EXERCISE: Count the lines in the entries below that contain the string "cushion", treating case as significant, and give only that number.

[Point annotations for photos]
__________

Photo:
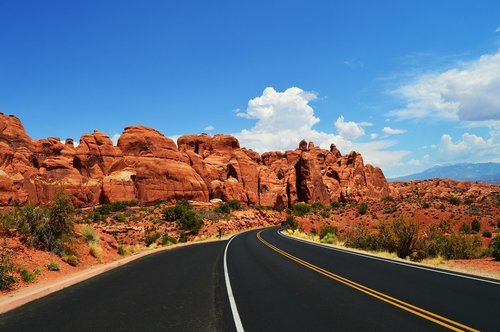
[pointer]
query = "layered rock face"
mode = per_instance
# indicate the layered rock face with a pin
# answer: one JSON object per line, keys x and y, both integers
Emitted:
{"x": 147, "y": 166}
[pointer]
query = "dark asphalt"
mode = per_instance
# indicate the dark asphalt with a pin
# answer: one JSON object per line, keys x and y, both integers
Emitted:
{"x": 176, "y": 290}
{"x": 184, "y": 290}
{"x": 274, "y": 293}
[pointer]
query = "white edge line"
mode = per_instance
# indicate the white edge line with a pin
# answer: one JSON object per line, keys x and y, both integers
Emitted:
{"x": 388, "y": 260}
{"x": 234, "y": 308}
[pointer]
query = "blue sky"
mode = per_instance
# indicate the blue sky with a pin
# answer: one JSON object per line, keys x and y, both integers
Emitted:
{"x": 410, "y": 84}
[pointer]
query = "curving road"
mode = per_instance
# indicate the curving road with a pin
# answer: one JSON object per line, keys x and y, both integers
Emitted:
{"x": 276, "y": 284}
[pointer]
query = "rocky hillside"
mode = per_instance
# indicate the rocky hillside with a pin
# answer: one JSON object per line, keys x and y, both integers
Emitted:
{"x": 148, "y": 166}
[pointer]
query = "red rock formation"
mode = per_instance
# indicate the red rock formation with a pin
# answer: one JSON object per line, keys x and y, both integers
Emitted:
{"x": 147, "y": 166}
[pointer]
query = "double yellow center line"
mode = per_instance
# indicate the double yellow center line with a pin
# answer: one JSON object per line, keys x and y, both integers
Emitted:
{"x": 448, "y": 323}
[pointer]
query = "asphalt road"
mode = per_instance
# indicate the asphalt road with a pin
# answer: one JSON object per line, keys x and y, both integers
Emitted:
{"x": 278, "y": 284}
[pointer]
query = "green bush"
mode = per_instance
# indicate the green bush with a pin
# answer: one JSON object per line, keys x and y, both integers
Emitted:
{"x": 460, "y": 246}
{"x": 50, "y": 227}
{"x": 150, "y": 239}
{"x": 301, "y": 209}
{"x": 495, "y": 245}
{"x": 53, "y": 266}
{"x": 106, "y": 209}
{"x": 487, "y": 233}
{"x": 167, "y": 240}
{"x": 6, "y": 268}
{"x": 454, "y": 200}
{"x": 120, "y": 217}
{"x": 184, "y": 216}
{"x": 464, "y": 228}
{"x": 325, "y": 214}
{"x": 234, "y": 204}
{"x": 90, "y": 234}
{"x": 319, "y": 206}
{"x": 27, "y": 275}
{"x": 475, "y": 225}
{"x": 363, "y": 208}
{"x": 329, "y": 238}
{"x": 291, "y": 222}
{"x": 325, "y": 230}
{"x": 183, "y": 237}
{"x": 387, "y": 198}
{"x": 71, "y": 259}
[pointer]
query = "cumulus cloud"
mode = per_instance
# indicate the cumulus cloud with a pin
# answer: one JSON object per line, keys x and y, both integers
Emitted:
{"x": 469, "y": 147}
{"x": 350, "y": 130}
{"x": 285, "y": 118}
{"x": 468, "y": 93}
{"x": 390, "y": 131}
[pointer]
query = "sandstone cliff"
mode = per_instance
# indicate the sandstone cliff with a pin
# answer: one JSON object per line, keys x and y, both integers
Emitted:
{"x": 148, "y": 166}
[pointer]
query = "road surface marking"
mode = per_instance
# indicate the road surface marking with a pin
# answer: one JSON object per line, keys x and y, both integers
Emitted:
{"x": 234, "y": 308}
{"x": 448, "y": 323}
{"x": 389, "y": 260}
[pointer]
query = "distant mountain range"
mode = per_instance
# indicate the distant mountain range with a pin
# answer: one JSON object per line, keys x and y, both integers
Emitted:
{"x": 485, "y": 172}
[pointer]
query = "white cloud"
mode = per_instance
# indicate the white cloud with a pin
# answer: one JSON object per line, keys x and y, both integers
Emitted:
{"x": 468, "y": 93}
{"x": 285, "y": 118}
{"x": 349, "y": 130}
{"x": 390, "y": 131}
{"x": 470, "y": 147}
{"x": 115, "y": 138}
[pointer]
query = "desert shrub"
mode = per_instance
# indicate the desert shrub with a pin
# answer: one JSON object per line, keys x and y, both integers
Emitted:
{"x": 150, "y": 239}
{"x": 454, "y": 200}
{"x": 363, "y": 208}
{"x": 319, "y": 206}
{"x": 90, "y": 234}
{"x": 387, "y": 198}
{"x": 291, "y": 222}
{"x": 6, "y": 268}
{"x": 53, "y": 266}
{"x": 389, "y": 209}
{"x": 464, "y": 228}
{"x": 495, "y": 246}
{"x": 475, "y": 225}
{"x": 184, "y": 216}
{"x": 120, "y": 217}
{"x": 106, "y": 209}
{"x": 325, "y": 214}
{"x": 335, "y": 205}
{"x": 487, "y": 233}
{"x": 27, "y": 275}
{"x": 326, "y": 229}
{"x": 50, "y": 227}
{"x": 301, "y": 209}
{"x": 400, "y": 236}
{"x": 183, "y": 237}
{"x": 360, "y": 237}
{"x": 234, "y": 204}
{"x": 95, "y": 250}
{"x": 167, "y": 240}
{"x": 264, "y": 208}
{"x": 460, "y": 246}
{"x": 126, "y": 250}
{"x": 71, "y": 259}
{"x": 330, "y": 239}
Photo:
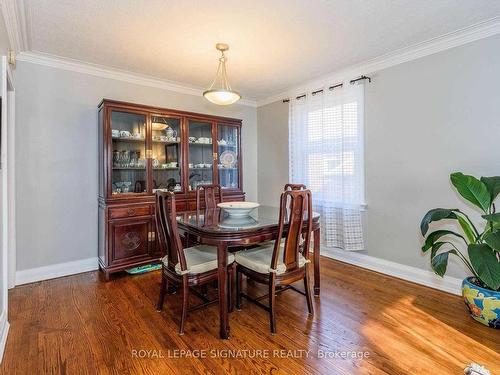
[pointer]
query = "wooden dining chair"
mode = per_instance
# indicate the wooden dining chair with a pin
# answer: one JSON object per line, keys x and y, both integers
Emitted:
{"x": 286, "y": 261}
{"x": 295, "y": 187}
{"x": 186, "y": 268}
{"x": 210, "y": 195}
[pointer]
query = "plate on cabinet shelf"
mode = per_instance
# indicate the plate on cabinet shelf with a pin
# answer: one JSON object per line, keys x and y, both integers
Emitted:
{"x": 228, "y": 159}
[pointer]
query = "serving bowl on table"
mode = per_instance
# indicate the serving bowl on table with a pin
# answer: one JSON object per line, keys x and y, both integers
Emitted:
{"x": 238, "y": 209}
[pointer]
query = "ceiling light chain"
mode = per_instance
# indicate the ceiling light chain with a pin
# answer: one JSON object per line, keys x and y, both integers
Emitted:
{"x": 220, "y": 91}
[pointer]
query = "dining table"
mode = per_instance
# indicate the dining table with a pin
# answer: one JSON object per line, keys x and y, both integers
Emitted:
{"x": 216, "y": 228}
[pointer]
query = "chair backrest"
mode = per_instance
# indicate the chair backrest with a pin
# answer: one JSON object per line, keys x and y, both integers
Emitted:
{"x": 210, "y": 194}
{"x": 295, "y": 187}
{"x": 296, "y": 211}
{"x": 168, "y": 232}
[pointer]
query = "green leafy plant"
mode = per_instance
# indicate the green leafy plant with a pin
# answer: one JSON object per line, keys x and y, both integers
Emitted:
{"x": 483, "y": 247}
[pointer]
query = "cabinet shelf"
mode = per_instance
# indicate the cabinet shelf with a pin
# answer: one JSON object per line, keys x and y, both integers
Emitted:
{"x": 129, "y": 168}
{"x": 142, "y": 140}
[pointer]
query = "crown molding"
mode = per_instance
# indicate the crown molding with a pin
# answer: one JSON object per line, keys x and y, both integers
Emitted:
{"x": 102, "y": 71}
{"x": 453, "y": 39}
{"x": 15, "y": 23}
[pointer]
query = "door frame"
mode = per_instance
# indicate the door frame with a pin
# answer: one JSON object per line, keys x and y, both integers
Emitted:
{"x": 8, "y": 178}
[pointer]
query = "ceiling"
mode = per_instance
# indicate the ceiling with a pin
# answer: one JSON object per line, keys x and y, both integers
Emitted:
{"x": 274, "y": 44}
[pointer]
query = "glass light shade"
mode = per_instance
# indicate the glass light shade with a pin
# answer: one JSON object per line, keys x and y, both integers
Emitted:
{"x": 221, "y": 96}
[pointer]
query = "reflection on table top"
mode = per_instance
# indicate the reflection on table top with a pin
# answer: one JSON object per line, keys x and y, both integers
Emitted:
{"x": 217, "y": 220}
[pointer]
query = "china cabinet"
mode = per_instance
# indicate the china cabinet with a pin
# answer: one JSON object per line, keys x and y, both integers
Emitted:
{"x": 142, "y": 149}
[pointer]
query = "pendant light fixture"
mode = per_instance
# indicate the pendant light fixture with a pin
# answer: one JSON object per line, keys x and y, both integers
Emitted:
{"x": 220, "y": 91}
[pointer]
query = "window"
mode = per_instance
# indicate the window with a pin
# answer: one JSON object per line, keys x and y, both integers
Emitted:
{"x": 326, "y": 154}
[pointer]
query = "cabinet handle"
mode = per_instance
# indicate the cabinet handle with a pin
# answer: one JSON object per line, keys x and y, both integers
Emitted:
{"x": 151, "y": 236}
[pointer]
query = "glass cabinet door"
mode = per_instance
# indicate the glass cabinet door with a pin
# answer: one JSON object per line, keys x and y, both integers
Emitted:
{"x": 200, "y": 156}
{"x": 166, "y": 159}
{"x": 228, "y": 156}
{"x": 128, "y": 131}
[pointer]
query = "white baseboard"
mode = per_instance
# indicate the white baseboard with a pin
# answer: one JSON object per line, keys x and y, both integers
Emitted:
{"x": 56, "y": 270}
{"x": 408, "y": 273}
{"x": 4, "y": 331}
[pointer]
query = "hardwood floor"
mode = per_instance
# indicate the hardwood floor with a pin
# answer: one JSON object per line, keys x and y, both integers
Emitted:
{"x": 82, "y": 325}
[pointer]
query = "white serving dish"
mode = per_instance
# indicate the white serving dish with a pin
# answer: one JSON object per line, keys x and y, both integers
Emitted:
{"x": 243, "y": 222}
{"x": 238, "y": 209}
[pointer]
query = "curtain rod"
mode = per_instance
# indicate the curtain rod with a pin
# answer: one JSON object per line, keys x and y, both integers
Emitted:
{"x": 333, "y": 87}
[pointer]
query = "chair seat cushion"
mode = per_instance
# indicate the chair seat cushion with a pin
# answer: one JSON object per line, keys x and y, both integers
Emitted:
{"x": 200, "y": 259}
{"x": 259, "y": 259}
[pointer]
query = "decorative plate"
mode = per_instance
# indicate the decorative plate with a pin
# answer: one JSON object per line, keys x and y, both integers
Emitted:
{"x": 228, "y": 159}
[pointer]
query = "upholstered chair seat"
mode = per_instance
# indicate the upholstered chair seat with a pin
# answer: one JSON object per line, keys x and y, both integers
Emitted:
{"x": 199, "y": 259}
{"x": 259, "y": 258}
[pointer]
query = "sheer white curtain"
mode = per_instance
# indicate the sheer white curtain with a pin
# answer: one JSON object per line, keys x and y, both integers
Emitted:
{"x": 326, "y": 154}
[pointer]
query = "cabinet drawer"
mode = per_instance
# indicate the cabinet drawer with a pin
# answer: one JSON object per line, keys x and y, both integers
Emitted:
{"x": 130, "y": 239}
{"x": 117, "y": 213}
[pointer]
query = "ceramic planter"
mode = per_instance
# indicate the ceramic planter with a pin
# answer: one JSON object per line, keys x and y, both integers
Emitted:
{"x": 483, "y": 304}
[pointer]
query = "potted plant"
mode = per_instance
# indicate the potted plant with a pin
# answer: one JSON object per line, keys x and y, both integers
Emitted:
{"x": 481, "y": 291}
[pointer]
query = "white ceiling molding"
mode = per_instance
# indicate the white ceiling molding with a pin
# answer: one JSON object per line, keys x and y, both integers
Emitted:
{"x": 416, "y": 51}
{"x": 15, "y": 23}
{"x": 112, "y": 73}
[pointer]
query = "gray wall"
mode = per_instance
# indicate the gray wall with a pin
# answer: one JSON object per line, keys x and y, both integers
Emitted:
{"x": 4, "y": 47}
{"x": 424, "y": 119}
{"x": 56, "y": 157}
{"x": 272, "y": 120}
{"x": 4, "y": 38}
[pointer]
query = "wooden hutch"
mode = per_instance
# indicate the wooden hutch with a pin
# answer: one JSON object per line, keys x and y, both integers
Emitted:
{"x": 143, "y": 148}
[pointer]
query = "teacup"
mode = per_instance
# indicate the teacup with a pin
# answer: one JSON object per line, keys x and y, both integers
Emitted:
{"x": 125, "y": 133}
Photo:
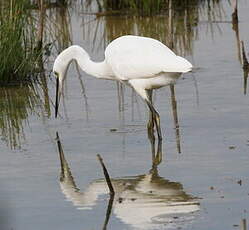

__________

THE ANSWER: 2